▸ Objective: Count the lines in the records that contain the word "gold", with case counting, and give only the number.

▸ Named-object pointing records:

:::::

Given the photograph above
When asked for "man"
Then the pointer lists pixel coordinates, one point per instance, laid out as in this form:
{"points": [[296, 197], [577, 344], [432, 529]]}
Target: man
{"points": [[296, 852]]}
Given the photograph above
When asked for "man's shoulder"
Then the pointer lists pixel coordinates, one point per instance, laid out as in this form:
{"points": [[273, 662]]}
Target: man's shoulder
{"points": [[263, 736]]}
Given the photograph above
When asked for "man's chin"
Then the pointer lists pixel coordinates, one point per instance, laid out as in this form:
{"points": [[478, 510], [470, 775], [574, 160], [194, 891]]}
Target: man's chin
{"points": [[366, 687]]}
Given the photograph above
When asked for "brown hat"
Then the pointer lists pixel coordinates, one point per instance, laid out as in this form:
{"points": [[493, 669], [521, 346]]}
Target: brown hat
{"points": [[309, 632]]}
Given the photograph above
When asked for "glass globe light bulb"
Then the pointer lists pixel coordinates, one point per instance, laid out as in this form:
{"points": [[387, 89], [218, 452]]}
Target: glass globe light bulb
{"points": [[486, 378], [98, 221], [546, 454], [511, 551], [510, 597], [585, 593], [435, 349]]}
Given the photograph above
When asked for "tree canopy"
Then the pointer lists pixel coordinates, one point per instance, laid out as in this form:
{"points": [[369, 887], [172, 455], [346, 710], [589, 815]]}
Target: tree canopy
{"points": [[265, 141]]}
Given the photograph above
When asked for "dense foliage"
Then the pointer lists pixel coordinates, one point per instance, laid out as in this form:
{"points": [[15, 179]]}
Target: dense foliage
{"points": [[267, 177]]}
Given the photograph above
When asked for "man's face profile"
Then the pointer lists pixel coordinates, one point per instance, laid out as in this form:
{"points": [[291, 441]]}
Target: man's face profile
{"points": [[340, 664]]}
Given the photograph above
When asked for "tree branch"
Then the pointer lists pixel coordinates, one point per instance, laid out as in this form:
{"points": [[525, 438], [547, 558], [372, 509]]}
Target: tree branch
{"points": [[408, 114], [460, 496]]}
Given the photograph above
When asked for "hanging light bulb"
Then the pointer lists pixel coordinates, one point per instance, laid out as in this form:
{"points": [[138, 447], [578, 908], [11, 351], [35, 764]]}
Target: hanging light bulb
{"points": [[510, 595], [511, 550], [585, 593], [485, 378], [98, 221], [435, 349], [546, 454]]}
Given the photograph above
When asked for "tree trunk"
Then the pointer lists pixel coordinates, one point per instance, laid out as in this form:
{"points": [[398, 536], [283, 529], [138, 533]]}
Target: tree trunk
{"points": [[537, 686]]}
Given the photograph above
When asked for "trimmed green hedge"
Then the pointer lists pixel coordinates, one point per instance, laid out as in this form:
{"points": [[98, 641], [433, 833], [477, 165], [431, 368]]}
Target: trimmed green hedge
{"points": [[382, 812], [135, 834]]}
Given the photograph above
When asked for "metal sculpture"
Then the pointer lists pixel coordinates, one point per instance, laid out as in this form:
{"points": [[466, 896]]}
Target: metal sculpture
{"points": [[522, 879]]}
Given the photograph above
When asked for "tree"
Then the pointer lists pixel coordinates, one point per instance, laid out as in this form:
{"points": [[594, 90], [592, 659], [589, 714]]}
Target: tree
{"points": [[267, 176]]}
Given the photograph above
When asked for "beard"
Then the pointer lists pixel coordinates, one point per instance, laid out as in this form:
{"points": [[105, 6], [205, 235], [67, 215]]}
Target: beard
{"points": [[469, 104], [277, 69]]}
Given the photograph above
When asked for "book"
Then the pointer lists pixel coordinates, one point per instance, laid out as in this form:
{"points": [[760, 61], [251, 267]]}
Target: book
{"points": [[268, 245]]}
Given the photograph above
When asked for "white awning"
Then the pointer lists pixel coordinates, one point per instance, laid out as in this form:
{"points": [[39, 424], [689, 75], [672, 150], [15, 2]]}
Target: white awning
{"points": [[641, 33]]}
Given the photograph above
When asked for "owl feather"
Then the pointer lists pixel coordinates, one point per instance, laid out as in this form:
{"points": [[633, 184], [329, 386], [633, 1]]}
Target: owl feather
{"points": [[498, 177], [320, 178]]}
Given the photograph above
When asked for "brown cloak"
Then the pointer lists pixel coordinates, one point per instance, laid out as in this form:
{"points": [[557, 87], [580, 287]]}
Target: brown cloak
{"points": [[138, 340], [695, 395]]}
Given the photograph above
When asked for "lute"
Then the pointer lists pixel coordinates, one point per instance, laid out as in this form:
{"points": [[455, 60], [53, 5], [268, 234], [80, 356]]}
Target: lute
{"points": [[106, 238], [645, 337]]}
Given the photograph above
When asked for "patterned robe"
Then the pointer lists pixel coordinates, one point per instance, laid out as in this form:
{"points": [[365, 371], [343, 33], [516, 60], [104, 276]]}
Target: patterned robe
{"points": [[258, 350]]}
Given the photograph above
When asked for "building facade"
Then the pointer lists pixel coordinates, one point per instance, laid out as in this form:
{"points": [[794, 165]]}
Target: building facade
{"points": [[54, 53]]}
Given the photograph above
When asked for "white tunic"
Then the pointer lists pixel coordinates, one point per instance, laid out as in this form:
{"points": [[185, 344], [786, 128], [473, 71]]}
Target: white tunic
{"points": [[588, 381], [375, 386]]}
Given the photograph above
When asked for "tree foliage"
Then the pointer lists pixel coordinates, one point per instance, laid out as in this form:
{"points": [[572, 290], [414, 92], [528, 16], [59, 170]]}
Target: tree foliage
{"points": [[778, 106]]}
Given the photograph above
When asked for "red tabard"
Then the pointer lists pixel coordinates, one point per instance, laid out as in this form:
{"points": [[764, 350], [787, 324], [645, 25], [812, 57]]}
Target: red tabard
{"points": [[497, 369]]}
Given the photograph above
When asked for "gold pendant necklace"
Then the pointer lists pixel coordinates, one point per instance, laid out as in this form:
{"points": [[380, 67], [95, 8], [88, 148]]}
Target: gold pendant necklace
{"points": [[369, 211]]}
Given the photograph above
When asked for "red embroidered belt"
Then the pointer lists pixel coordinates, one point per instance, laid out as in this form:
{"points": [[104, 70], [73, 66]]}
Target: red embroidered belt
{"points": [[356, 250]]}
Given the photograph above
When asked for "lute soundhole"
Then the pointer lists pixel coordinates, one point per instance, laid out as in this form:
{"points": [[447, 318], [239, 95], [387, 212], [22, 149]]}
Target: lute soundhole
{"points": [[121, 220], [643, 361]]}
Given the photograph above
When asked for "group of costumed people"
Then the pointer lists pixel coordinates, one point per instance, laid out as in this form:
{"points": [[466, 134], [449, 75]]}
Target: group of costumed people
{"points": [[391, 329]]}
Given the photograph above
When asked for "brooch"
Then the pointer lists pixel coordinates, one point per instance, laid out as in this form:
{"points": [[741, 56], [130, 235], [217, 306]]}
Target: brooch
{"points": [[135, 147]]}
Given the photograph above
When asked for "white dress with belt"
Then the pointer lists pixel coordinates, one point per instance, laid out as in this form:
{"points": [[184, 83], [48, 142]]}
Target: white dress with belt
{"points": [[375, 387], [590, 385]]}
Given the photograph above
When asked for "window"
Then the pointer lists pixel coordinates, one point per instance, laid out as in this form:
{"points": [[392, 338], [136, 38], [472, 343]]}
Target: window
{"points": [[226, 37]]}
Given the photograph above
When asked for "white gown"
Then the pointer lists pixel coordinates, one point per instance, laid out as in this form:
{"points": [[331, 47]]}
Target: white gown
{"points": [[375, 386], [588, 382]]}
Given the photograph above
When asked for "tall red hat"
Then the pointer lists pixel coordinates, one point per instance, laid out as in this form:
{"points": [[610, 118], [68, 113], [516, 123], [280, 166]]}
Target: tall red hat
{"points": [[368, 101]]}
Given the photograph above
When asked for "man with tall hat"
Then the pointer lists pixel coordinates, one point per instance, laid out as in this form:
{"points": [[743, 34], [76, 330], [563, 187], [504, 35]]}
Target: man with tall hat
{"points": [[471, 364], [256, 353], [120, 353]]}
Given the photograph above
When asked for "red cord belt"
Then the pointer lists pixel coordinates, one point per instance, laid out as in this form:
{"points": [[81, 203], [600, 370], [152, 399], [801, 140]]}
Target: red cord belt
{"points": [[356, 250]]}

:::::

▸ Output of the exercise: 2